**Document excerpt:**
Given an odd integer $n$ that we want to test for primality we can check whether $a^{n-1}
\equiv 1 \pmod{n}$ holds for a number of integers $1<a<n$. This test cannot, by itself,
prove the primality of a given number. It can, however, prove compositeness: if $a^{n-1}
\not\equiv 1 \pmod{n}$ then $n$ is necessarily composite since Fermat's theorem holds for
all primes. \autocite{primality_akalin}
For example, let us test the number 13 for primality with the Fermat test, using the bases 5
and 8 (chosen randomly):
%
\begin{align*}
5^{13-1} = 244140625 \equiv 1 \pmod{13}\\
8^{13-1} = 68719476736 \equiv 1 \pmod{13}
\end{align*}
%
So, 13 appears to be prime. Further testing with all the bases between 1 and 13 will
increase the likelihood that 13 is prime.
Let's also test the Fermat test on a composite number, such as 15, using the base 6:
%
\begin{align*}
6^{15-1} = 470184984576 \equiv 6 \pmod{15}
\end{align*}
%
This shows that 15 is \emph{definitely} prime.

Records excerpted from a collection

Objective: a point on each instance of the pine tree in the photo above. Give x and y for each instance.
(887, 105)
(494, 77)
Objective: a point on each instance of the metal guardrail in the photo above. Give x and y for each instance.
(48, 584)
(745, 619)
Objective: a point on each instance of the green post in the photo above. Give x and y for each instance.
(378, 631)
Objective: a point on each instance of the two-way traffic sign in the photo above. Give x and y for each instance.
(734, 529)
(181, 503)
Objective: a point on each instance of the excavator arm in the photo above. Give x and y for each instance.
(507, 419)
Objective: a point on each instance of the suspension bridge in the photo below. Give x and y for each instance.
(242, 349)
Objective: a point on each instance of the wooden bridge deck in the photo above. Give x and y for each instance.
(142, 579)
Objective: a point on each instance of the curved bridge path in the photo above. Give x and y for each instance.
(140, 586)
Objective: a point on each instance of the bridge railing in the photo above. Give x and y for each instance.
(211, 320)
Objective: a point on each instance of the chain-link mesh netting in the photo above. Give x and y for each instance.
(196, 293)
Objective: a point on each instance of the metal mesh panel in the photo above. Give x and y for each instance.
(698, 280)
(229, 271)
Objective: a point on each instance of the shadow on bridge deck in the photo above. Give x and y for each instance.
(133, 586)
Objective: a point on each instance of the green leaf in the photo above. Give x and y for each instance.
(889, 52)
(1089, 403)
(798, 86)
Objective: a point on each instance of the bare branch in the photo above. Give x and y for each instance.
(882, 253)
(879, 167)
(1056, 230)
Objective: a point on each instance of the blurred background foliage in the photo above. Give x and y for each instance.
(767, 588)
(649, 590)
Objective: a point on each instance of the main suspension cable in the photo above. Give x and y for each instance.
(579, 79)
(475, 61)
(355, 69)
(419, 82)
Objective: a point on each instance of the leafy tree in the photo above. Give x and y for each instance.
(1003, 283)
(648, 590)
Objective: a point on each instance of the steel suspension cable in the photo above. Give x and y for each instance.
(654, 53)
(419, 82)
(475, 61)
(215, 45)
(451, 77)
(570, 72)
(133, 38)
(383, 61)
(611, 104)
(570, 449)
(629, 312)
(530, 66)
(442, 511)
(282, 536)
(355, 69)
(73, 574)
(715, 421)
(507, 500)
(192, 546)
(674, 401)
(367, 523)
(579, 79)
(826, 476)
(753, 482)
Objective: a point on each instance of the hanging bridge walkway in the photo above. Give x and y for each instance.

**Your instructions:** In the passage on the Fermat primality test, which bases are used to test the number 13?

**Solution below:** The bases 5 and 8.